Your objective: Transcribe the tail of the listing: start at the line containing "Can you find the white truck" and stop after the last line, keeping every character as is and adding nothing.

Material supplied:
[Start]

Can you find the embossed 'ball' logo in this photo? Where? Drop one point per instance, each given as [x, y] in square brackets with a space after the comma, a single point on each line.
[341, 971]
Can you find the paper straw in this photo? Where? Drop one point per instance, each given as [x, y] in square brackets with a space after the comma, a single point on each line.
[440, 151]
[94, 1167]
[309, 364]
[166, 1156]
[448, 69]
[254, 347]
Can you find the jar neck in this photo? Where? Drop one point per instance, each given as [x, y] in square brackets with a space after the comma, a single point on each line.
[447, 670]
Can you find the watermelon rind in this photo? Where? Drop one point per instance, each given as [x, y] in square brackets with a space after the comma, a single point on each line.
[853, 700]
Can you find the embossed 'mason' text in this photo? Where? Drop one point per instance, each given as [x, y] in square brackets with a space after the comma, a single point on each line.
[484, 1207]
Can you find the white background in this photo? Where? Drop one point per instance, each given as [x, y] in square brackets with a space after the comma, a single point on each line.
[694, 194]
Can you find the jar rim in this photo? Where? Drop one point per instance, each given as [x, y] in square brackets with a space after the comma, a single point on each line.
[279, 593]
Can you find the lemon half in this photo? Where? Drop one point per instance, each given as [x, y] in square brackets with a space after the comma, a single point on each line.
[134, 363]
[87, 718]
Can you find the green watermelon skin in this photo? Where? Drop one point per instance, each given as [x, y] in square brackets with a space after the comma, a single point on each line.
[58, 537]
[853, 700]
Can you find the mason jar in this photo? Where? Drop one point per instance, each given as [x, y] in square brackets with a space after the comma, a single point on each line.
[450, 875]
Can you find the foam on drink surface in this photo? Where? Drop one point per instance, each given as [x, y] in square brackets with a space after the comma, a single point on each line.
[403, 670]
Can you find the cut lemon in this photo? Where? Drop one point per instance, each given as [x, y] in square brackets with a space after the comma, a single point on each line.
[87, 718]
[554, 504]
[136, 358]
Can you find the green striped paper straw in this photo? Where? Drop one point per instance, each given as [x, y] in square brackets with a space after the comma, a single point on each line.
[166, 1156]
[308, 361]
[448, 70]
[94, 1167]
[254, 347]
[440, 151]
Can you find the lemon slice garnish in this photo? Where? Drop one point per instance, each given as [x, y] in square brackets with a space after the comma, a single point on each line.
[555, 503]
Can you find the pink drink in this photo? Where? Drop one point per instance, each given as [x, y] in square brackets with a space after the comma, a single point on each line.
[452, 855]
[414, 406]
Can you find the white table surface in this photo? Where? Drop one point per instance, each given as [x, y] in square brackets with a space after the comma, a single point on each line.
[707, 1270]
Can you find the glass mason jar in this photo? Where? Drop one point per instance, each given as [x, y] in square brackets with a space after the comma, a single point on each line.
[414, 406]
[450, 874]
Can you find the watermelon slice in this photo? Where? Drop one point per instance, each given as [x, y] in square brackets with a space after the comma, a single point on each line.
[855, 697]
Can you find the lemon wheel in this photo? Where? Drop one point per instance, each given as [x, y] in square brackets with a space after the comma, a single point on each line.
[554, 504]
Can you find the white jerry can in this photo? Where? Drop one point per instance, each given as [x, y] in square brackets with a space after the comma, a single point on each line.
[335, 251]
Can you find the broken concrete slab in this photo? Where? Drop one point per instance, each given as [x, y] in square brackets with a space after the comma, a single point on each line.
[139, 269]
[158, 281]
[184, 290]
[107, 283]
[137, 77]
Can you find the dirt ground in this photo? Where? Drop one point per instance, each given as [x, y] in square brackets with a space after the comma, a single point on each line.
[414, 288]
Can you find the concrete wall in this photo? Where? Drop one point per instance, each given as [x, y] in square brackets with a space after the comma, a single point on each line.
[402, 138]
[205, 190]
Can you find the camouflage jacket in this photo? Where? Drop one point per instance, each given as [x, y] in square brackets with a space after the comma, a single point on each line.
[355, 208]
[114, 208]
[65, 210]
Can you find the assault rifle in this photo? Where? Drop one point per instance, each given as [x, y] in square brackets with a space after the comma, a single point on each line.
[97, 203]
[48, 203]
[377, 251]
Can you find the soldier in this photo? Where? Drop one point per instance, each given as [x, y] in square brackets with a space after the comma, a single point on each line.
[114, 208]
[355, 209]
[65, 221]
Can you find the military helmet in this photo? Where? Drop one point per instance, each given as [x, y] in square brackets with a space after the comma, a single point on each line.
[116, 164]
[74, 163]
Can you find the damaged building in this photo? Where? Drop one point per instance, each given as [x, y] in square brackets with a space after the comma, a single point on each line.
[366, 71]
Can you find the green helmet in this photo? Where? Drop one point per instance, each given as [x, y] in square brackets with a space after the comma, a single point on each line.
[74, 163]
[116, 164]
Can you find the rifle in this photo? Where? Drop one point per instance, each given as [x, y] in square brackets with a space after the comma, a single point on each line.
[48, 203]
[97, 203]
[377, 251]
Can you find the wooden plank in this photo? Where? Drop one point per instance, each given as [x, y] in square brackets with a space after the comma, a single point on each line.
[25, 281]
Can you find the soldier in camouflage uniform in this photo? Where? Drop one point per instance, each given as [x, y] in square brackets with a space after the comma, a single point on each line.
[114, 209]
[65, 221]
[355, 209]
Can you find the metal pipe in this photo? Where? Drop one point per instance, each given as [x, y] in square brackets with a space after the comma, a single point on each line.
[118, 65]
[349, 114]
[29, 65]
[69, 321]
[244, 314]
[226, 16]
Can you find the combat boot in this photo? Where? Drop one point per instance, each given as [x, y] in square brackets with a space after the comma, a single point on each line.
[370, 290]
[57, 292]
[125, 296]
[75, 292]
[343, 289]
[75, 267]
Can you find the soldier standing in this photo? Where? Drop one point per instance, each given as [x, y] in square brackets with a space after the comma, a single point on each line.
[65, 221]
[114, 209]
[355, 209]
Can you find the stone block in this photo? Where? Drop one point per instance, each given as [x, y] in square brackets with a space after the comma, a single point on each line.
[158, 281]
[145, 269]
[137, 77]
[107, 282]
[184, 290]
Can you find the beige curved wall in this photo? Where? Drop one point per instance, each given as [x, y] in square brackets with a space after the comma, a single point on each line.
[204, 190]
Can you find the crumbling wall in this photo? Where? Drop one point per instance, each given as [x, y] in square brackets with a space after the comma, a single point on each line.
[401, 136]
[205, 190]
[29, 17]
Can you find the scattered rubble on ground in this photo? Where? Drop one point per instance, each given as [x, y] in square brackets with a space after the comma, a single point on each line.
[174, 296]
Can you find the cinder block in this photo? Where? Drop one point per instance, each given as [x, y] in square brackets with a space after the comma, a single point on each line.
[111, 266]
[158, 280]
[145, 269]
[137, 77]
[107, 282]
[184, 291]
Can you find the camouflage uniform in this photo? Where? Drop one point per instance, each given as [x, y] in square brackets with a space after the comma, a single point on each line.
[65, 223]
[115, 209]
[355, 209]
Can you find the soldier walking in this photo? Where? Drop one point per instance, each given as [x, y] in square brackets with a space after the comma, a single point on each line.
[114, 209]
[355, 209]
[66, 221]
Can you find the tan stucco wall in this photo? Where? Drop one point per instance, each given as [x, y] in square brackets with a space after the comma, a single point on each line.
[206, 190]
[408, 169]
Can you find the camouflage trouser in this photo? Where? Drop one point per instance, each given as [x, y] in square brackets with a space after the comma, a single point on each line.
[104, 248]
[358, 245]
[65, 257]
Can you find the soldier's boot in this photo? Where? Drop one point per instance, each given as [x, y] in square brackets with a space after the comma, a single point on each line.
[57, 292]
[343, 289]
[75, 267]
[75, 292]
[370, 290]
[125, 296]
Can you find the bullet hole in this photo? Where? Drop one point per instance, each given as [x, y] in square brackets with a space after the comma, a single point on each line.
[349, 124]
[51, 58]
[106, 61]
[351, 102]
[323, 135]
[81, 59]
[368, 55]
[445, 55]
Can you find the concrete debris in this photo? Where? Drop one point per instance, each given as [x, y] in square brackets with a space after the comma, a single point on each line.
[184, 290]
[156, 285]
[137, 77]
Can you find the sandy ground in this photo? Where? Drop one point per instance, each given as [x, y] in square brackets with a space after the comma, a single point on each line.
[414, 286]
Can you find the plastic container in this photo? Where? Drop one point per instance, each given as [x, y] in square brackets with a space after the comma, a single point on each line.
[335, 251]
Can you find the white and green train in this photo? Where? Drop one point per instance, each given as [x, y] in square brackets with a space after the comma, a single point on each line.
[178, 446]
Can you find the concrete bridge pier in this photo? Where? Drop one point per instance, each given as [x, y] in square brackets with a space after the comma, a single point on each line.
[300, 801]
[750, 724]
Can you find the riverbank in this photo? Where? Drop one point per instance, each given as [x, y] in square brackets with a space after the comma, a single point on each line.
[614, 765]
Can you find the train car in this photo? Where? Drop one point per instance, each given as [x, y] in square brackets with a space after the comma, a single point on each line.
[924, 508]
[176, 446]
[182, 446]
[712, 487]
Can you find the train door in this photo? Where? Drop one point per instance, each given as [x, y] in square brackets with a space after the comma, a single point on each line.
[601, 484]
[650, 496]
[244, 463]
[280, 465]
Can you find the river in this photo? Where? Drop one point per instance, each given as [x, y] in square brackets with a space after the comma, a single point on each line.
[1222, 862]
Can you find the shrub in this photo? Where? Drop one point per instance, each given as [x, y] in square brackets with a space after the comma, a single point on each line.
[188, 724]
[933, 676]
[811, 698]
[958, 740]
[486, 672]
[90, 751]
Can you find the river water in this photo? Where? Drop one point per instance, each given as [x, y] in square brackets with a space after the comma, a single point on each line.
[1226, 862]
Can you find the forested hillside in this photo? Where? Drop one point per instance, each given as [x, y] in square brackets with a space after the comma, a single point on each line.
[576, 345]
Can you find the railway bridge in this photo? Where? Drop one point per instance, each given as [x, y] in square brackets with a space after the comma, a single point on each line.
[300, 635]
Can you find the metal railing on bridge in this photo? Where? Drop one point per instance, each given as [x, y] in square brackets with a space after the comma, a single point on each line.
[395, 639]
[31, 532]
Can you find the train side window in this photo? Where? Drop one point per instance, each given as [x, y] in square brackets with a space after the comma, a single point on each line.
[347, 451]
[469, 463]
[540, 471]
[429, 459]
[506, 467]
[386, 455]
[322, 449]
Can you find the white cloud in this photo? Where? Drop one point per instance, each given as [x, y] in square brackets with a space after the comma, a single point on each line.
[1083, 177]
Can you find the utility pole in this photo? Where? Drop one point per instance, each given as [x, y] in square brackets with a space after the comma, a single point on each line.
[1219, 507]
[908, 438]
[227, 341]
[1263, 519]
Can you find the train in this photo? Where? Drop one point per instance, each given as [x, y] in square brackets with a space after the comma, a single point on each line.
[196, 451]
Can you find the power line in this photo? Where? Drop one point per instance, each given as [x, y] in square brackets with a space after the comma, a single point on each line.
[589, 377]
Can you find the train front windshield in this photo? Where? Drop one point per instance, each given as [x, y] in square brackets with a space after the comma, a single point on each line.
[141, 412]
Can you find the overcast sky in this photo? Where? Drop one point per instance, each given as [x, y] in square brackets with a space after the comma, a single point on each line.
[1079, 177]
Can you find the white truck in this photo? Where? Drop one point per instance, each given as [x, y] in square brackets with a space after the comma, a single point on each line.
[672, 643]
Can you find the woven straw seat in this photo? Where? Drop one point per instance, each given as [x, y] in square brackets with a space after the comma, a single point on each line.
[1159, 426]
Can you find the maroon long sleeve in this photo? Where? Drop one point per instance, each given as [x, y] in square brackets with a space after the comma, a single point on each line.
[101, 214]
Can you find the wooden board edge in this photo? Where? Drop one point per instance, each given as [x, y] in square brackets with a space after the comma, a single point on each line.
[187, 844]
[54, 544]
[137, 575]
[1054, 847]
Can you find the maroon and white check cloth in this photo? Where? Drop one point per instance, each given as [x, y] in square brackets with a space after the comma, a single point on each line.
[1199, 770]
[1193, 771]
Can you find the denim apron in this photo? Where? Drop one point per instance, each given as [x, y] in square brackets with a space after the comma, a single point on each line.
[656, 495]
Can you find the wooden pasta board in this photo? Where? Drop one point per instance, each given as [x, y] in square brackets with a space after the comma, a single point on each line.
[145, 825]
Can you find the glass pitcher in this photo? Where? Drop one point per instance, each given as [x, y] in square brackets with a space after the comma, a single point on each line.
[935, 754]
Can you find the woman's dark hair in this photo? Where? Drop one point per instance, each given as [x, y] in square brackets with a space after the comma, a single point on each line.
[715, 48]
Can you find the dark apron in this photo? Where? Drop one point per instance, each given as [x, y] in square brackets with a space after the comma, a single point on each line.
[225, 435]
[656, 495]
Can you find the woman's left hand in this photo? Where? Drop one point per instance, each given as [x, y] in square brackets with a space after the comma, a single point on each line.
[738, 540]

[End]

Solved problem:
Can you find the white truck in this photo? Where? Drop one point per instance, each given as [x, y] in square brackets with a space after the comma, a single point on each line.
[672, 643]
Can you find the woven straw seat in this photo? Where? Drop one point per instance, each given as [x, y] in square brackets with a space after the comma, a single point on each line.
[1159, 426]
Can you find the maroon long sleeve in this photo? Where? Drop one point per instance, each given as [x, y] in square brackets with a space after the comma, a single point on each line.
[101, 214]
Can you find the wooden board edge in this photo? Where? Drop one point per instance, each given as [x, y] in square brackets with a space after the comma, a single point on each line.
[187, 844]
[54, 544]
[137, 575]
[1054, 847]
Can you find the maroon and white check cloth in this photo? Where? Drop one point per instance, each given as [x, y] in square brackets with a space after the comma, a single point on each line.
[1199, 770]
[1193, 771]
Can you find the denim apron in this photo? Where? Drop one point per instance, each given as [x, y] in square brackets with a space after the comma, a single point on each line.
[656, 495]
Can you find the wooden pasta board in this photo? Where? Drop one point per instance, each given as [x, y] in square brackets with a space after the comma, a single point on each line.
[145, 825]
Can you find the glass pitcher in this photo? Where? Drop one point per instance, each given as [x, y] in square brackets with a space after the comma, a single point on each line.
[935, 754]
Can you find the woman's dark hair in this photo? Where? Drop one point per instance, each given as [x, y] in square brackets with a space after the comma, a single point on each line.
[715, 48]
Can you find the dark apron in this photo? Where? Drop one point per instance, each given as [x, y] in square brackets with a space after the comma, a single point on each line.
[225, 435]
[656, 495]
Can you find the woman's left hand in this photo? Where? Drop one point per instance, each given as [x, y] in square brackets with a space after the comma, a single point on each line.
[738, 540]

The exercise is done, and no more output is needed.